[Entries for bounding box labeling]
•••
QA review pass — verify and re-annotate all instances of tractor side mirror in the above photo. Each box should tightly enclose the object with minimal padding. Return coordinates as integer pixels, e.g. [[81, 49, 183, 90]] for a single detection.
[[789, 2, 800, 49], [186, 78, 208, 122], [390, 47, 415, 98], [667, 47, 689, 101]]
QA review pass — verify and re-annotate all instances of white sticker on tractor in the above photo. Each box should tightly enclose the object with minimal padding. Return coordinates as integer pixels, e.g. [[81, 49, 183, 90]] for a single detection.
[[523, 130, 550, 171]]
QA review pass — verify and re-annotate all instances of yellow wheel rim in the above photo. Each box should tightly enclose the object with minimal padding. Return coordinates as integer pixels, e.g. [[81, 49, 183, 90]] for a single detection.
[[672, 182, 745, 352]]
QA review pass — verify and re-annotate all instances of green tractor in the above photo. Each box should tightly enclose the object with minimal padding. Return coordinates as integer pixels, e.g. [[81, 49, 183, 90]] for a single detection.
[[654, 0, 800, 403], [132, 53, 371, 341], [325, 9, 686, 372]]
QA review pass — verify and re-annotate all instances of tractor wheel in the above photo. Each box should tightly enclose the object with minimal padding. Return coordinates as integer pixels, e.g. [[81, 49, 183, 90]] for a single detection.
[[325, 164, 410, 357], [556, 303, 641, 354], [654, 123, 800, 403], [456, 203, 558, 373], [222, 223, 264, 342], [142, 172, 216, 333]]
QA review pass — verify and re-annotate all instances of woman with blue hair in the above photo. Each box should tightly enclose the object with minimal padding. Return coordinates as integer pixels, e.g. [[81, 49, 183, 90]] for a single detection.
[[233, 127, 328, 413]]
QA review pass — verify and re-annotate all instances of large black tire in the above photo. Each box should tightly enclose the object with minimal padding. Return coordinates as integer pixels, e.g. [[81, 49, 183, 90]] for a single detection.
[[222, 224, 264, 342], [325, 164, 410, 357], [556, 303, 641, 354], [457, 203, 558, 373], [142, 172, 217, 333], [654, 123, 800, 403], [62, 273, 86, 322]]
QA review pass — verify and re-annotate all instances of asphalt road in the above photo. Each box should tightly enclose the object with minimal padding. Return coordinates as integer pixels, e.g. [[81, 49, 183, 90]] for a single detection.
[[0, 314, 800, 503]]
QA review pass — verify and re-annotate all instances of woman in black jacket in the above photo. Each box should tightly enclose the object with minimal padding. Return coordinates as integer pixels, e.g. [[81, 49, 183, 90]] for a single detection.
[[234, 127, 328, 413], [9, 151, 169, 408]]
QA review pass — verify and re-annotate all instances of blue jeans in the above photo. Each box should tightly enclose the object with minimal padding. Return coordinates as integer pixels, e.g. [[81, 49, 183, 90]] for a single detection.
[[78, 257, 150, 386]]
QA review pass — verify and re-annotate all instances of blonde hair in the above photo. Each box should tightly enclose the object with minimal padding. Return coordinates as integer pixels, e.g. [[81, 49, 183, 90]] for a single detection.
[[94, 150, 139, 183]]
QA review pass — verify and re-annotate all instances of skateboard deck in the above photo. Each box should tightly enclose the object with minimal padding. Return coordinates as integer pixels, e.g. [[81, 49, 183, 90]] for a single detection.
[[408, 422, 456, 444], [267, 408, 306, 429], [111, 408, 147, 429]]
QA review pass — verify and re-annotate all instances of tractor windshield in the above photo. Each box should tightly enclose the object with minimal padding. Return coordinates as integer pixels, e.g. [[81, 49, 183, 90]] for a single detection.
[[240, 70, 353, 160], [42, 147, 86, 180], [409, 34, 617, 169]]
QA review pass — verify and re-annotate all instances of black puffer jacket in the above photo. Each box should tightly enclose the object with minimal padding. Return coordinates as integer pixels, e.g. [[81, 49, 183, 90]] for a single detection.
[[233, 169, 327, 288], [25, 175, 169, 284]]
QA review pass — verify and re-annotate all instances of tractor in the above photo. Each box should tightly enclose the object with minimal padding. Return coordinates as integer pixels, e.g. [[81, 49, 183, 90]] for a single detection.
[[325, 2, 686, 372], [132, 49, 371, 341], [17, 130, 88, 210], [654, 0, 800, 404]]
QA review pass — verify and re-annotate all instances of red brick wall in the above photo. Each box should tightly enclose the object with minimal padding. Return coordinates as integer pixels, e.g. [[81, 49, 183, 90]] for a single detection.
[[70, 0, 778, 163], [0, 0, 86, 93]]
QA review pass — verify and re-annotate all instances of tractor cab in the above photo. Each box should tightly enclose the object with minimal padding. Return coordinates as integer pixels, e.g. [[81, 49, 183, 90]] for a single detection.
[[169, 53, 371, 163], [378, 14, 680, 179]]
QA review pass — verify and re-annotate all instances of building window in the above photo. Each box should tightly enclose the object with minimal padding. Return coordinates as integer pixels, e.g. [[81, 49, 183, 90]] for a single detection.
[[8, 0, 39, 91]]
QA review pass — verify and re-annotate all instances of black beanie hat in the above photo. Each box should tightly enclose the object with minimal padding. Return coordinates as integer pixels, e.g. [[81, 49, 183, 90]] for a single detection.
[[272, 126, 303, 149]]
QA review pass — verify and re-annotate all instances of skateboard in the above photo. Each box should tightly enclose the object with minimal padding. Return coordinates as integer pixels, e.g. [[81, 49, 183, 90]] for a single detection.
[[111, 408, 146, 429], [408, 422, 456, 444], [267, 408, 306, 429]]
•••
[What is required]: Copy out, in full, every line of the rows above that contains the word "blue".

[Output of the task]:
QA review pass — verify and re-annotate all instances of woman with blue hair in the above photo. Each box should tightly enclose the object with minimal padding. Return coordinates as integer pixels, e.g. [[81, 49, 183, 90]] for a single detection.
QA review pass — verify and re-annotate all instances of blue jeans in the above photo. Each box should tightly enclose the object with minimal padding. Return coordinates as integer pixels, e.g. [[81, 49, 183, 90]] for a single detection.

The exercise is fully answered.